◆ Alıntılanan metin ◆
* * * * * * *

Anne, cep telefonunu alıp kızının mutluluğunu videoya alıyor.
İçimden,
“Ayakları çamurlu su oldu, bir an önce çıkartsa ve hemen temizlese” falan diye
düşünürken, anne, kızının mutluluğuna şahit olduğu bu ânı çabucak bitirmek için
acele etmiyor. E haklı da değil mi sizce? Ne kadar mutlu olmak istiyorsa
olmalıydı kızı.
Bu
dünyada, bu yaşamda eminim “gün” denen her sayfada yaşanabilecek çok şey var.
Aynı olmasın hep günlerimiz, düşüncelerimiz, mutluluklarımız, üzüntülerimiz.
Yapamıyorsak, bırakalım da çocuklarımız biraz geç büyüsünler.
“İşte!”
diyorum, “Şimdi kendimi daha iyi hissediyorum”. Bu ikinci olay kalbime daha iyi
geldi. Demek ki kalp doğru olanı onaylıyor. İki büyük ve farklı anlayış…
Onların kim olduklarının önemi yok. Önemli olan, bize verdikleri mesajlar!

* * * * * * *

◆ Satırlardan alıntılar ◆

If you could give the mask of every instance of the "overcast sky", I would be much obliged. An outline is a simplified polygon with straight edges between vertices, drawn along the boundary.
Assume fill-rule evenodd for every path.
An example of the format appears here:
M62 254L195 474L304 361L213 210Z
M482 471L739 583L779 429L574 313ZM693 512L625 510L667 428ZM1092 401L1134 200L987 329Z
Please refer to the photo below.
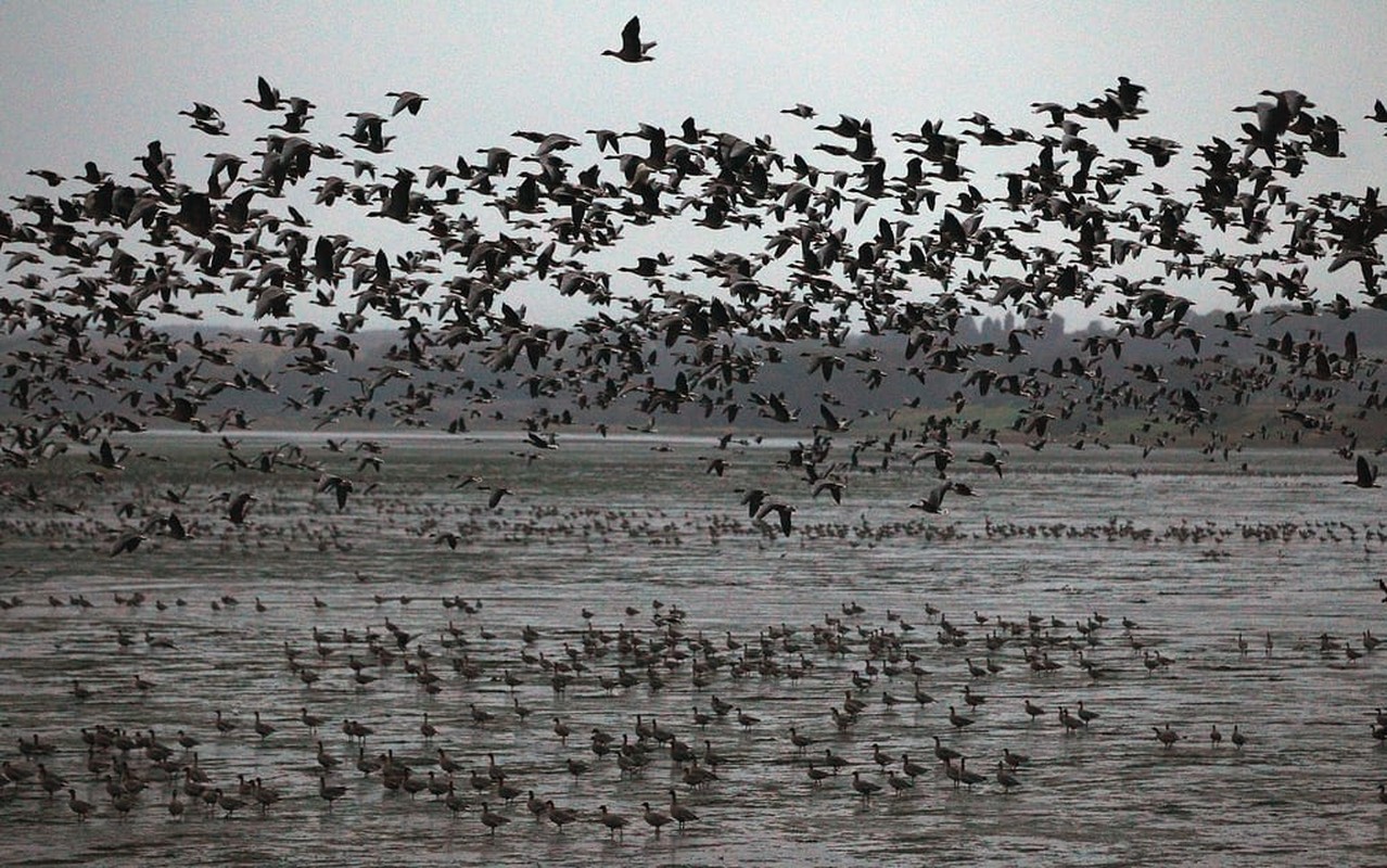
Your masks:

* * * * * * *

◆ Görevleriniz ◆
1. Alıntılanan metinde "Anne, cep telefonunu" ile başlayıp "çok şey var." ile biten kısmı hiçbir değişiklik yapmadan yazın.
2. Alıntılanan metne göre anne, cep telefonunu alarak ne yapıyor?

◆ Görev yanıtları ◆
1.
Anne, cep telefonunu alıp kızının mutluluğunu videoya alıyor.
İçimden,
“Ayakları çamurlu su oldu, bir an önce çıkartsa ve hemen temizlese” falan diye
düşünürken, anne, kızının mutluluğuna şahit olduğu bu ânı çabucak bitirmek için
acele etmiyor. E haklı da değil mi sizce? Ne kadar mutlu olmak istiyorsa
olmalıydı kızı.
Bu
dünyada, bu yaşamda eminim “gün” denen her sayfada yaşanabilecek çok şey var.

2. Kızının mutluluğunu videoya alıyor.